● Source passage
Aims: To assess desacyl–ghrelin circulating levels and its R51Q polymorphism as a risk factor for obesity in women.

Materials and methods: Seventy three healthy women (35.9±8.1 years) and ninety one obese women (34.7±8.0 years) were included in the study. Obese women were characterized by a BMI=43.1±8.1 kg/m2, waist=117±1.50 cm, hip=133±1.35 cm and absence of kidney, hepatic, inflammatory or neoplasic disease. The ghrelin polymorphism was assessed by real time PCR with Taqman probes. Desacyl–ghrelin plasma levels were obtained by ELISA (Cayman). All statistical analyses were performed using the software SPSS, version 15.0.

Stored data entries:
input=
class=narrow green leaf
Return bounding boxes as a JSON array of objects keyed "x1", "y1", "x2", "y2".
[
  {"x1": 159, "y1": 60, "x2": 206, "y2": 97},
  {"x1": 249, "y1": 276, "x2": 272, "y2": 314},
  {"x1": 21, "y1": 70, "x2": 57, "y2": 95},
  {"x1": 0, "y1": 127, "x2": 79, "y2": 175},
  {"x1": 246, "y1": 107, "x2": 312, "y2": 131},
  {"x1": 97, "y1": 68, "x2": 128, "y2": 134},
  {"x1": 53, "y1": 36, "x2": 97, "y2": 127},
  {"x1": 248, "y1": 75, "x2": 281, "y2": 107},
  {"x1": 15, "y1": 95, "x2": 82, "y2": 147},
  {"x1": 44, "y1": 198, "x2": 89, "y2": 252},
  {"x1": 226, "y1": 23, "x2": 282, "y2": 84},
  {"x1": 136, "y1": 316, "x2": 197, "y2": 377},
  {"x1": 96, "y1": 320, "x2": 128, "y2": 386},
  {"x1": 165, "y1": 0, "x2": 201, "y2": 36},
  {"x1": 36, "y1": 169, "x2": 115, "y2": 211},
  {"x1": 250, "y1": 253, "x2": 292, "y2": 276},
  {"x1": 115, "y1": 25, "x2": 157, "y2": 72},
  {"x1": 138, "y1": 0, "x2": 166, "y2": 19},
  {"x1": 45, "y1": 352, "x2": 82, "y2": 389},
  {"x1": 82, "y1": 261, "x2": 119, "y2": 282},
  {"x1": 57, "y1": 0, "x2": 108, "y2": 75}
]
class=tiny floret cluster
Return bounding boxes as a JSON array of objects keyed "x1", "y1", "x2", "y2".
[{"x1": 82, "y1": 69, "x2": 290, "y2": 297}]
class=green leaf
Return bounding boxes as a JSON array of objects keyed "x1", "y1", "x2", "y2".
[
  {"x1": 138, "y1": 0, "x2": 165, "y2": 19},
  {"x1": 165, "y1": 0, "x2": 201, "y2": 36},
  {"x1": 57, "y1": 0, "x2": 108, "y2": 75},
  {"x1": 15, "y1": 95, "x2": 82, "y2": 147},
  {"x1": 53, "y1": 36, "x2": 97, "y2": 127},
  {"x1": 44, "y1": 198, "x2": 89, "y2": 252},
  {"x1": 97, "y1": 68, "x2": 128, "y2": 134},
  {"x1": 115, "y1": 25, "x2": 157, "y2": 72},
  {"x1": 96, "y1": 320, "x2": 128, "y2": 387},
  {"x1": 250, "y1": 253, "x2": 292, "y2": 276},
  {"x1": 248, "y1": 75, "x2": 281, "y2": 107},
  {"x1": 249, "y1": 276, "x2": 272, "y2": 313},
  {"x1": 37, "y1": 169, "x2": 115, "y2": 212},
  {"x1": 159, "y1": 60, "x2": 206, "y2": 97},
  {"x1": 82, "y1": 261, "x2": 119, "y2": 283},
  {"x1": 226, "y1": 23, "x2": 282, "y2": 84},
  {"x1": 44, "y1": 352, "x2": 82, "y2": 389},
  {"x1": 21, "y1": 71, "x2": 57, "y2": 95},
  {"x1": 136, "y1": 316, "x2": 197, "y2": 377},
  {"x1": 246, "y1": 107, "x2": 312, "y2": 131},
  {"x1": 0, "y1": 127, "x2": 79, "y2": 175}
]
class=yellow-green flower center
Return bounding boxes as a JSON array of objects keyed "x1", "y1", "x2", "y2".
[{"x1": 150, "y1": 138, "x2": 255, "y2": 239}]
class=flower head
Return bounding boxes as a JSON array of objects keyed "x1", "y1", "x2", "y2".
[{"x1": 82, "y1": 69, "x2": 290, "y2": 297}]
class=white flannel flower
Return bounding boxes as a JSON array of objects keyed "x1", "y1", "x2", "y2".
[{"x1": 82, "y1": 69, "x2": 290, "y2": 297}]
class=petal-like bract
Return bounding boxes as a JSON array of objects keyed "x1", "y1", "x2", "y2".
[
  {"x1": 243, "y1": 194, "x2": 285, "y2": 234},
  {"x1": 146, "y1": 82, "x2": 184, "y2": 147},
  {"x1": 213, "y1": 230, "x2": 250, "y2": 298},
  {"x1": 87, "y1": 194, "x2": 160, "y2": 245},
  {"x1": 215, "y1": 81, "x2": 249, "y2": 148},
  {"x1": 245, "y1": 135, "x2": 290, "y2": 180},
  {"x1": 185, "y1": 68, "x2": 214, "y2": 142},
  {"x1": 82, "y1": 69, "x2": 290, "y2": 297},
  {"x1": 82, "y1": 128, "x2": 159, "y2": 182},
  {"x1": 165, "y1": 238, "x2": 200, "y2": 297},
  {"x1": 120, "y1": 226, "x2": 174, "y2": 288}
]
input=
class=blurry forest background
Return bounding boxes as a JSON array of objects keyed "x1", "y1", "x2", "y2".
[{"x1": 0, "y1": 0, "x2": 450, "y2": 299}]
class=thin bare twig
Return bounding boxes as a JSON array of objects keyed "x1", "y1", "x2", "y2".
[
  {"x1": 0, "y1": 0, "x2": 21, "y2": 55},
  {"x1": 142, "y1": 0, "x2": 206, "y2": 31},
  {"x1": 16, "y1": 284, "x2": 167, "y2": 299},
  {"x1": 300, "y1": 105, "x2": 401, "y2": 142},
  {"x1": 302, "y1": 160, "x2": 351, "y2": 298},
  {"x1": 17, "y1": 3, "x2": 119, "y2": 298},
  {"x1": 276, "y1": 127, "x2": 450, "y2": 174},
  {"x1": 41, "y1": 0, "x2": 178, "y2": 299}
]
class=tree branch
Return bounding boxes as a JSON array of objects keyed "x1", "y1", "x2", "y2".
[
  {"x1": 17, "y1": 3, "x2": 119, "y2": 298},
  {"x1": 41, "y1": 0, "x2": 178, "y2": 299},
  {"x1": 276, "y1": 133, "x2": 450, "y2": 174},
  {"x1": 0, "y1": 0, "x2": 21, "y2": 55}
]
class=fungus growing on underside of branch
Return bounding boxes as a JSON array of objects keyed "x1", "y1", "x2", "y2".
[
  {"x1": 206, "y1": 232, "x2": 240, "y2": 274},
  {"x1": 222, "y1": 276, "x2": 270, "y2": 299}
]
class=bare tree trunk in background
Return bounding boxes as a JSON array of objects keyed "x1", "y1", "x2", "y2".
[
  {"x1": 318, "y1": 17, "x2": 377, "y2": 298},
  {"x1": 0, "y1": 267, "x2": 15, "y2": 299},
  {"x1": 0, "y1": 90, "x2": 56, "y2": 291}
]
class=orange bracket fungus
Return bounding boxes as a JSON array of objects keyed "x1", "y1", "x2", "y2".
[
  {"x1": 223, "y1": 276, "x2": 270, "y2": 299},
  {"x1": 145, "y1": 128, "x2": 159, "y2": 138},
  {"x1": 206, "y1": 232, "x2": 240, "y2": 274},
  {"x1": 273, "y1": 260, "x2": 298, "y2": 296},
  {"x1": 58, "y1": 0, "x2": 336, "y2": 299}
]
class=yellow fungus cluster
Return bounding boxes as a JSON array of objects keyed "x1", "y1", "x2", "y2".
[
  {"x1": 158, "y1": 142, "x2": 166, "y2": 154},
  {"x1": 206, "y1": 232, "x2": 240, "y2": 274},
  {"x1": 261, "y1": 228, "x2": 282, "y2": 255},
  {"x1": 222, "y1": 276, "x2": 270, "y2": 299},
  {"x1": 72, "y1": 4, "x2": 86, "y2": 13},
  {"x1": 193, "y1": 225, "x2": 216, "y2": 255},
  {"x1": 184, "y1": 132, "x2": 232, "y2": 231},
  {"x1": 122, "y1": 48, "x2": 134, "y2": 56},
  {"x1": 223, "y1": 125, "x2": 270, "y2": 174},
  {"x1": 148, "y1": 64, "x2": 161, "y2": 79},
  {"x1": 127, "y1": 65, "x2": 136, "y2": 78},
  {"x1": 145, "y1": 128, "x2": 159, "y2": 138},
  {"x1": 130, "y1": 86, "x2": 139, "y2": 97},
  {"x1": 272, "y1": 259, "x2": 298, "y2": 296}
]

● Problem statement
Continue the abstract on desacyl–ghrelin and obesity in women from the point where it stops.

● Your response
Results: Desacyl–ghrelin levels were significantly lower in the obese group (P<0.001) and significantly inverse associations were found between this form of ghrelin and BMI, waist and hip circumferences and percentage of total body fat (P<0.001 for all). Despite the absence of significance in allele or genotype frequency between groups, R allele was significantly associated with higher desacyl–ghrelin in non-obese women (P<0.001).

Conclusion: These results support recent in vitro findings that desacyl–ghrelin may induce a negative energy balance in contrast to the acylated form and that could be genetically determined. Better understanding of the role of desacyl–ghrelin may provide a new therapeutic approach for the treatment of obesity.